UC-Berkeley Drops Part Of DNA Testing Program
STEVE INSKEEP, Host:
The University of California at Berkeley invited its incoming freshmen students to spit in a cup. That offer is now at the heart of a conflict in what's thought to be the largest genetic testing experiment at a U.S. university. State health officials have told the university it cannot move ahead with its plan to test incoming students for genetic differences. Sarah Varney from members station KQED has more.
SARAH VARNEY: UC Berkeley spokesperson Robert Sanders says the testing was part of a campus-wide effort to get students talking about genetic testing.
M: We wanted to spark the interest of these students because whether they like it or not, their genetic information is going to be used in their medical treatment in their future and that future is only a few years away.
VARNEY: Berkeley's plan to give students individual test results was ill-conceived. That's according Hank Greely, director of Stanford University's Center for Law and the Biosciences. Greely says even though the genes being tested aren't related to any serious diseases, like Alzheimer's or breast cancer, students could easily misinterpret the results.
M: So I would worry that, for example, one of the students getting a gene test telling him he has the, quote, "normal," close quote, variation for alcohol would decide that meant he could drink a lot.
VARNEY: Yesterday, state officials told Berkeley a physician would need to order the tests for each student, and a federally certified lab would have to analyze the samples. Mark Schlissel, dean of biological sciences at UC Berkeley, disagrees the project amounts to medical testing.
M: In our case, we're doing a research educational program that we believe is exempt from that level of government oversight. We're not charging students for this test. We're not advising them in a medical sense on how to act upon this information.

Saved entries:
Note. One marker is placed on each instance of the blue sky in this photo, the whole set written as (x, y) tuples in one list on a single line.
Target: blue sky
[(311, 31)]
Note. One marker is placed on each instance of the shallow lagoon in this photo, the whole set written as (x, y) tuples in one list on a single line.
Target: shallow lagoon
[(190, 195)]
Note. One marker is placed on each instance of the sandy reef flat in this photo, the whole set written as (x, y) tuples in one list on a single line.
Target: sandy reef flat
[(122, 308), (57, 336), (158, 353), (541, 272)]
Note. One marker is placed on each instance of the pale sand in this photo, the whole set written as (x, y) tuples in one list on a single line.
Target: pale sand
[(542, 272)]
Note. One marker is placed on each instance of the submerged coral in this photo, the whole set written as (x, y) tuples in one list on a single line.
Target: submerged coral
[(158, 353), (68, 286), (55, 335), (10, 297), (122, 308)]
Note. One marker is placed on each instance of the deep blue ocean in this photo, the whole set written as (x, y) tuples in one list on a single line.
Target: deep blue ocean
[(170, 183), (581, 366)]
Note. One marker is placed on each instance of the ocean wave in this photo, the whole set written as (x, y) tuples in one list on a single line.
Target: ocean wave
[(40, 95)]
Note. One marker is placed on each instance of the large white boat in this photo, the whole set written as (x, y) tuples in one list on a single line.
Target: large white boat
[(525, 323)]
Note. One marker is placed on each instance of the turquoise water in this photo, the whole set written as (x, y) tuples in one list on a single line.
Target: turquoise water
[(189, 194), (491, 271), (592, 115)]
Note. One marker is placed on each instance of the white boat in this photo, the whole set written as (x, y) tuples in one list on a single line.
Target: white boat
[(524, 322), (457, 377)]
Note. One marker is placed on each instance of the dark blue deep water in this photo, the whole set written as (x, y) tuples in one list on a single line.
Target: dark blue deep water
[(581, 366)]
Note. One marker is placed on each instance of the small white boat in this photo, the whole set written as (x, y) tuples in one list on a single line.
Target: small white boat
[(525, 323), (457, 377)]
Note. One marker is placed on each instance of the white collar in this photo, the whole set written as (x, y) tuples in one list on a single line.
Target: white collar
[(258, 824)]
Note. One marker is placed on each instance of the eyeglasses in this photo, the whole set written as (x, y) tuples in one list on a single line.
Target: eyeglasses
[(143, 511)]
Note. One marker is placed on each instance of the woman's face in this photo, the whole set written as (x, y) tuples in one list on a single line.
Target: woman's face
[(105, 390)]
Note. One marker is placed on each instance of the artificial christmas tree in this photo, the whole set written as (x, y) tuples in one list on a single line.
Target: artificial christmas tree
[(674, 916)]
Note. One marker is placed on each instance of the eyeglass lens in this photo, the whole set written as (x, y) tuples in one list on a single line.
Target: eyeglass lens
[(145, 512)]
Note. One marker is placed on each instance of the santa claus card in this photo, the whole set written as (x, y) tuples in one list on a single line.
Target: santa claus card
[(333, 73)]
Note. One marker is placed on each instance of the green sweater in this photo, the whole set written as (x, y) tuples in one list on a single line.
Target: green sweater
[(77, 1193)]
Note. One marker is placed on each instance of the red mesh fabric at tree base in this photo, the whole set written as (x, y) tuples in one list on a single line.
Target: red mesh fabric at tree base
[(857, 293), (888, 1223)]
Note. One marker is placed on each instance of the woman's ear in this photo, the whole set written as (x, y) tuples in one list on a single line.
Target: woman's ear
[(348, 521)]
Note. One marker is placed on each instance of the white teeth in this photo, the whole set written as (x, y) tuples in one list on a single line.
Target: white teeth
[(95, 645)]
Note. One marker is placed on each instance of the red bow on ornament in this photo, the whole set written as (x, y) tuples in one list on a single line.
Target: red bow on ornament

● Required work:
**A)** Write out the passage of the Berkeley DNA testing report starting at "M: So I would" and ending at "drink a lot.".
**B)** In the Berkeley DNA testing report, shorten the paragraph that opens with "Yesterday, state officials told Berkeley" but keep its main facts.
**C)** Write what comes next in the Berkeley DNA testing report, picking up after its final sentence.
These entries come from a separate source.

● Results of the exercise:
**A)**
M: So I would worry that, for example, one of the students getting a gene test telling him he has the, quote, "normal," close quote, variation for alcohol would decide that meant he could drink a lot.

**B)** State officials told Berkeley yesterday that a physician would have to order each student's test and a federally certified lab would have to analyze the samples. Mark Schlissel, UC Berkeley's dean of biological sciences, disputes that the project amounts to medical testing.

**C)**
VARNEY: The University has asked the state for a legal ruling to back up their decision, and the state has yet to issue a public statement. Aside from a host of disappointed scientists, some students were also let down by the news. Instead of receiving their individual test results, students will now only see aggregated data for their class.
M: It's cool that we'll at least find that out, but it's still a bummer.
VARNEY: David Kaufman is an incoming freshman who is spending his last weeks of summer jet skiing on Lake Tahoe. He sent in his spit sample several weeks ago, and though he's generally uninterested in science, the project intrigued him.
M: I would think the Department of Health would have more important things to do than legislate whether a school can do a voluntary testing.
VARNEY: The students' age may have played a role in the added attention, says Jesse Reynolds. He's a policy analyst at the Center for Genetics and Society, a non-profit public affairs group. Still, Reynolds says when it comes to genetic testing, it's difficult to sort out what's scientific research and what's simply educational.
M: This was an appropriate intervention. The state Department of Public Health did not tell UC Berkeley what they can and cannot teach. They said this is a medical test and you are conducting a medical test on thousands of young men and women without the involvement of a physician and without using an appropriately certified laboratory. These are not curriculum issues.
VARNEY: For NPR News, I'm Sarah Varney.